TASK INSTRUCTIONS:
Reproduce every line from the start of the material through the line containing "[[0, 84, 37, 133], [189, 164, 240, 180]]", raising each bounding-box coordinate in the answers by 15. Leave the pictures out.

-- BEGIN MATERIAL FOR THIS EXERCISE --

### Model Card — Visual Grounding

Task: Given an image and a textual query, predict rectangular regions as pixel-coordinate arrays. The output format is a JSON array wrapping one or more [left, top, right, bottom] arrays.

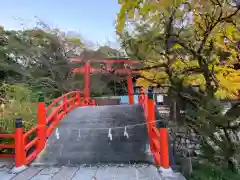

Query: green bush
[[0, 84, 37, 133], [189, 164, 240, 180]]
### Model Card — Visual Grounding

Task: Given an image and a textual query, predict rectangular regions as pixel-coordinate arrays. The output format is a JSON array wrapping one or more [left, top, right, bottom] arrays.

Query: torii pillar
[[84, 62, 91, 100], [127, 73, 134, 104]]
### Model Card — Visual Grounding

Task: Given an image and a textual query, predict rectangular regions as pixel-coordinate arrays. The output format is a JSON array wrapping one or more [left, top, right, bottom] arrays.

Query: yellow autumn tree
[[116, 0, 240, 99]]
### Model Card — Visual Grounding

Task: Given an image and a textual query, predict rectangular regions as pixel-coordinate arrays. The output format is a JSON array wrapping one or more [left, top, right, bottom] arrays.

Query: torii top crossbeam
[[70, 58, 139, 104]]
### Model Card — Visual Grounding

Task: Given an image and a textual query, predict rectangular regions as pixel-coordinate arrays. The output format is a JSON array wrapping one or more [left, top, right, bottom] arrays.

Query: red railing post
[[75, 91, 81, 106], [127, 74, 134, 104], [15, 118, 26, 167], [37, 93, 47, 153], [160, 127, 170, 169], [63, 96, 68, 113], [147, 88, 160, 166]]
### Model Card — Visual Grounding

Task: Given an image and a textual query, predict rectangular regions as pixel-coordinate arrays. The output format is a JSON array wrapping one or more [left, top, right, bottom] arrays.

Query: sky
[[0, 0, 120, 46]]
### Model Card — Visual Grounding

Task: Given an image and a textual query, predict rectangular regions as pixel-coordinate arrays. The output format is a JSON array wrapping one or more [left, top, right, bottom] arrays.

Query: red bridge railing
[[0, 89, 170, 169], [0, 91, 95, 167]]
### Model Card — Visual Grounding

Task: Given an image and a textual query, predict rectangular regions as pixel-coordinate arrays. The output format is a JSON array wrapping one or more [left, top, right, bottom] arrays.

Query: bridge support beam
[[127, 75, 134, 104]]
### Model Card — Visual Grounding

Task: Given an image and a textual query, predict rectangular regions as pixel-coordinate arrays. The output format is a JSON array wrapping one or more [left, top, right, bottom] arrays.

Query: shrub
[[0, 84, 37, 133]]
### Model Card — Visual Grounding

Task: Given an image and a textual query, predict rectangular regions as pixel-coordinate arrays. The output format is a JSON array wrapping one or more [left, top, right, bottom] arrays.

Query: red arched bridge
[[0, 60, 170, 178]]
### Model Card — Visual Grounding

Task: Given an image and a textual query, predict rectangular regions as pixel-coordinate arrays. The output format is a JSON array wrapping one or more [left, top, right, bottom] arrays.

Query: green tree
[[117, 0, 240, 172]]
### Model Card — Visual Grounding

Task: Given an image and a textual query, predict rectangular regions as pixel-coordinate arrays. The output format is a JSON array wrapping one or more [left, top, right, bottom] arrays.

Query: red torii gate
[[70, 58, 139, 104]]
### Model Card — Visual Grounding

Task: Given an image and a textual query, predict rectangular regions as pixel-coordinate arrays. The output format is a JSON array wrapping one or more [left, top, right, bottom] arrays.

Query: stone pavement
[[0, 164, 163, 180]]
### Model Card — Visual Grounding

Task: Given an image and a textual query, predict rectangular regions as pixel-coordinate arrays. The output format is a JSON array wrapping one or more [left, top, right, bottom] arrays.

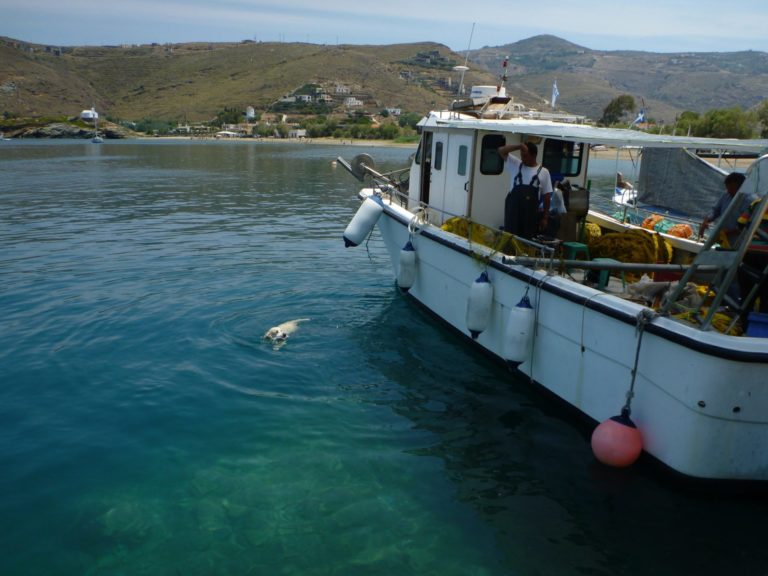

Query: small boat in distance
[[337, 87, 768, 481], [80, 106, 104, 144]]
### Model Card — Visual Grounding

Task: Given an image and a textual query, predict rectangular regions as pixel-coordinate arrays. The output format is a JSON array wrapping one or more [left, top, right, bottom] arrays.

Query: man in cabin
[[544, 176, 571, 238], [699, 172, 755, 248], [498, 142, 552, 239]]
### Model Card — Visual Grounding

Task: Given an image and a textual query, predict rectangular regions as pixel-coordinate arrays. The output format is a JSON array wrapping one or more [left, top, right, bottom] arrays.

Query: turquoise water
[[0, 141, 768, 575]]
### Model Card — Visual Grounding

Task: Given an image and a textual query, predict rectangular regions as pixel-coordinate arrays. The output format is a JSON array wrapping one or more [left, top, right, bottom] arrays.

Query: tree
[[756, 99, 768, 138], [600, 94, 635, 126], [695, 106, 757, 138]]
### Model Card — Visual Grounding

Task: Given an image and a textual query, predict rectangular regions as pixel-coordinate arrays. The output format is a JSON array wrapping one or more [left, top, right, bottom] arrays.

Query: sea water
[[0, 141, 768, 576]]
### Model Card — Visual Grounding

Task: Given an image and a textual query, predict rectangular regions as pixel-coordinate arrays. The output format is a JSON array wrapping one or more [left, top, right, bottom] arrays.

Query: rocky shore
[[0, 119, 140, 140]]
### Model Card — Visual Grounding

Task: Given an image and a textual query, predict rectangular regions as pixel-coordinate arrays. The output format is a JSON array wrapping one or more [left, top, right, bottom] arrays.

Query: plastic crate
[[747, 312, 768, 338]]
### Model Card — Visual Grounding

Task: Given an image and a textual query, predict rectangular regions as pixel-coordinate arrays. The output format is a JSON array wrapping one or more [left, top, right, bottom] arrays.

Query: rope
[[523, 275, 552, 383], [621, 308, 658, 416], [579, 292, 607, 354]]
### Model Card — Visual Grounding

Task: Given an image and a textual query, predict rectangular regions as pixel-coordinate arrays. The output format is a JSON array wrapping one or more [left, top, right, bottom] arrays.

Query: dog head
[[264, 326, 288, 342]]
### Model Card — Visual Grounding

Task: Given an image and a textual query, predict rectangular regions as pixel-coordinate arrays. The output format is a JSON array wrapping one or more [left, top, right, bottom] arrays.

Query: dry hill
[[0, 38, 494, 121], [471, 36, 768, 122]]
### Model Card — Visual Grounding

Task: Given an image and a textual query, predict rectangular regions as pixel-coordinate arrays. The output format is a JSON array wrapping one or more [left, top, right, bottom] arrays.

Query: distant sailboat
[[91, 108, 104, 144], [80, 106, 104, 144]]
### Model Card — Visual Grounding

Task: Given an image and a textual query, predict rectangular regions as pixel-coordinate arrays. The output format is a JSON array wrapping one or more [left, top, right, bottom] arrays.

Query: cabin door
[[441, 133, 473, 221], [430, 132, 472, 224]]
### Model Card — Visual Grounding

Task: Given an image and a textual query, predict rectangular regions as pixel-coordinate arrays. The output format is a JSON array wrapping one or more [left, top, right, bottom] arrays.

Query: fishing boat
[[337, 88, 768, 481]]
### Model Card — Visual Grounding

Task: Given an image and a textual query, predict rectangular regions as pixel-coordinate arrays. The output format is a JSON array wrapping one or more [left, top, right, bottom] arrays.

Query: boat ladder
[[661, 187, 768, 334]]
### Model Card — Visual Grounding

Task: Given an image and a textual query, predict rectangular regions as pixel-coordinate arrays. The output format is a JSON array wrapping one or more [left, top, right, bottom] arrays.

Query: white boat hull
[[376, 190, 768, 480]]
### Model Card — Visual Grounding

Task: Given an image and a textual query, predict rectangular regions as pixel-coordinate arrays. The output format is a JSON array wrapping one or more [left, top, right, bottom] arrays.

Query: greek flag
[[552, 80, 560, 110]]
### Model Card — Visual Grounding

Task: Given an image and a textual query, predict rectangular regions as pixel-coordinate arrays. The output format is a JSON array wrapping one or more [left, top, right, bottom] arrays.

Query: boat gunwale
[[376, 194, 768, 363]]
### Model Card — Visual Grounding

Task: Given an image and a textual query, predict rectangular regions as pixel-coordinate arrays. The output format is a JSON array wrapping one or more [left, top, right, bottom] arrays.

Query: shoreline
[[146, 136, 418, 148]]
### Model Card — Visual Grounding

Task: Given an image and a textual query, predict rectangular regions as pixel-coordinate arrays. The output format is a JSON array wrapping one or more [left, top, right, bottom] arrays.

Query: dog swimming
[[264, 318, 309, 348]]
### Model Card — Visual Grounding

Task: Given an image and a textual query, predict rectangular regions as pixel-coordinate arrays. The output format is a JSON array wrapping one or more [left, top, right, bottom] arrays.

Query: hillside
[[0, 36, 768, 122], [471, 36, 768, 122], [0, 38, 494, 121]]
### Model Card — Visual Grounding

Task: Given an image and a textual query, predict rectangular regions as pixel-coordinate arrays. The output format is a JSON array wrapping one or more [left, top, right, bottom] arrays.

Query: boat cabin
[[408, 116, 589, 240]]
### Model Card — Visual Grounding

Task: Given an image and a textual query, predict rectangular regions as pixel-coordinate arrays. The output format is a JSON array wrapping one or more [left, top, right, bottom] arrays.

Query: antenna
[[496, 56, 509, 94], [453, 22, 475, 98]]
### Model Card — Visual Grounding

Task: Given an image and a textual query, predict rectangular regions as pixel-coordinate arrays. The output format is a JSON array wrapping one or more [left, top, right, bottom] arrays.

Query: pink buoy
[[592, 408, 643, 468]]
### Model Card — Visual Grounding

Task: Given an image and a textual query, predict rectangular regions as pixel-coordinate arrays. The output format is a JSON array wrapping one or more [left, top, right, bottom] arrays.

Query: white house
[[80, 108, 99, 122]]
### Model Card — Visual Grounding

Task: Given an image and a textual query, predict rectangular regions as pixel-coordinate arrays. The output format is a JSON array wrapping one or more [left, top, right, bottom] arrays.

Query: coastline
[[146, 136, 418, 148]]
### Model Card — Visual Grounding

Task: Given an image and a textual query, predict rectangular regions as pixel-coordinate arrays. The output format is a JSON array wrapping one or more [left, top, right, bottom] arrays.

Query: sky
[[0, 0, 768, 53]]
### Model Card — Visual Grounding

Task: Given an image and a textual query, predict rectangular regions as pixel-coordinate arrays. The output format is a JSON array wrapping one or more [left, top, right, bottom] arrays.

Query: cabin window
[[480, 134, 507, 174], [542, 139, 584, 180], [434, 142, 443, 170], [459, 144, 469, 176]]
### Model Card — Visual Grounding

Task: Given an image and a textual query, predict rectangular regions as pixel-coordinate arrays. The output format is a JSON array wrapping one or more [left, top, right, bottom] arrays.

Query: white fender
[[467, 272, 493, 340], [502, 295, 536, 368], [397, 240, 416, 292], [344, 196, 384, 248]]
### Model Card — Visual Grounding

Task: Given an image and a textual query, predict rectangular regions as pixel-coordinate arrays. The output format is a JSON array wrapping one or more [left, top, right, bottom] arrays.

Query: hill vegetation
[[471, 35, 768, 123], [0, 36, 768, 133]]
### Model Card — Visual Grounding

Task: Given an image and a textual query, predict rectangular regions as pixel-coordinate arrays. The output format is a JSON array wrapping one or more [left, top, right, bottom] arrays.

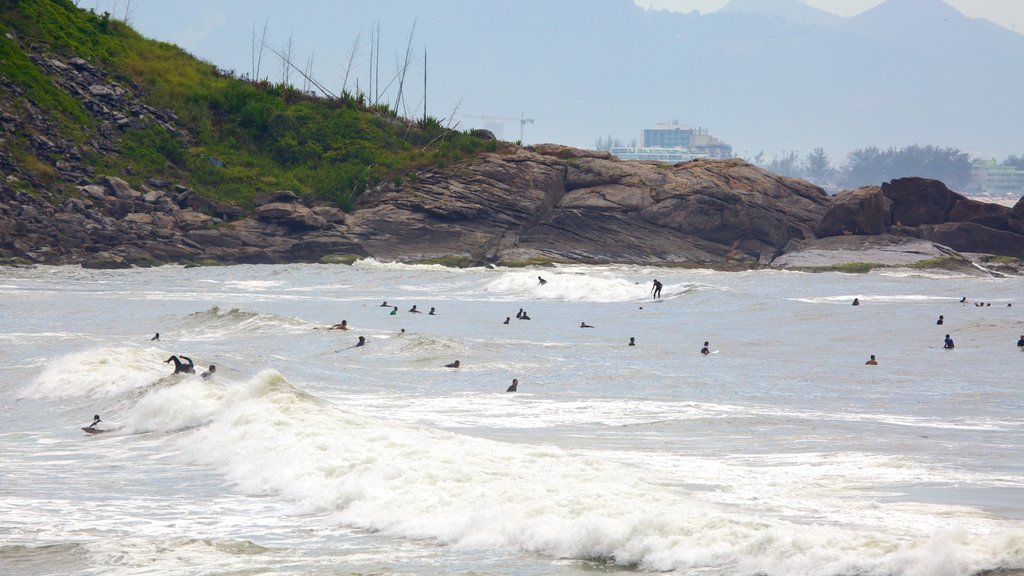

-- END MATERIAL FOR THIS EXERCISE --

FULL RESPONSE:
### Model Card — Visual Grounding

Task: Given an image and a textual query, predict rectangular regions as pixel-coordinate arrays. The output format is a JSON array wrapping one or more [left, top, right, bottom] arrays.


Query: green bush
[[15, 99, 52, 148], [204, 179, 255, 195]]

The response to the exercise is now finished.